THE RECORDS:
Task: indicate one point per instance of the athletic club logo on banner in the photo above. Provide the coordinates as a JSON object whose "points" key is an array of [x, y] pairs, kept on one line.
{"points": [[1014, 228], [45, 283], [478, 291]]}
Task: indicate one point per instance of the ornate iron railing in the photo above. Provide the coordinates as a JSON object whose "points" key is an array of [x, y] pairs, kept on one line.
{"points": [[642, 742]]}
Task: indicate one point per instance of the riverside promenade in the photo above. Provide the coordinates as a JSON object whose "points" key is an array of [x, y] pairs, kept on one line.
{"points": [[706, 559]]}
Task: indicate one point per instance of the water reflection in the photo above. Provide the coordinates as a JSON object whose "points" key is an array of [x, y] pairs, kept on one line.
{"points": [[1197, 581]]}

TASK TO CARRY OUT: Switch "ornate iron railing" to "decorative metal railing" and write out all of the lines above again, with nothing else changed.

ANSWER FOR THIS EXERCISE:
Task: indicate one point per instance of the athletic club logo on banner in the photo above. Provide the coordinates as a JSON object whose "points" key is an array of [x, y] pairs, kept on one line.
{"points": [[1014, 228], [45, 283], [478, 291]]}
Task: indicate one point per instance of the decorative metal railing in the photo above. Provide the coordinates as a JSON object whose "points" key is an array of [x, y] pairs, kept on one line.
{"points": [[642, 742]]}
Task: indicate one point per instance of the riverside promenade in the photo above. Provide the coordinates as a JSON object whose "points" key is an array of [x, y] pairs, kept on one line.
{"points": [[706, 559]]}
Task: indicate one point per instance of the water reflection in the photo above. Provide the coordinates as a JSON object whose "points" key is an array of [x, y] pairs, kept on one line.
{"points": [[1197, 581]]}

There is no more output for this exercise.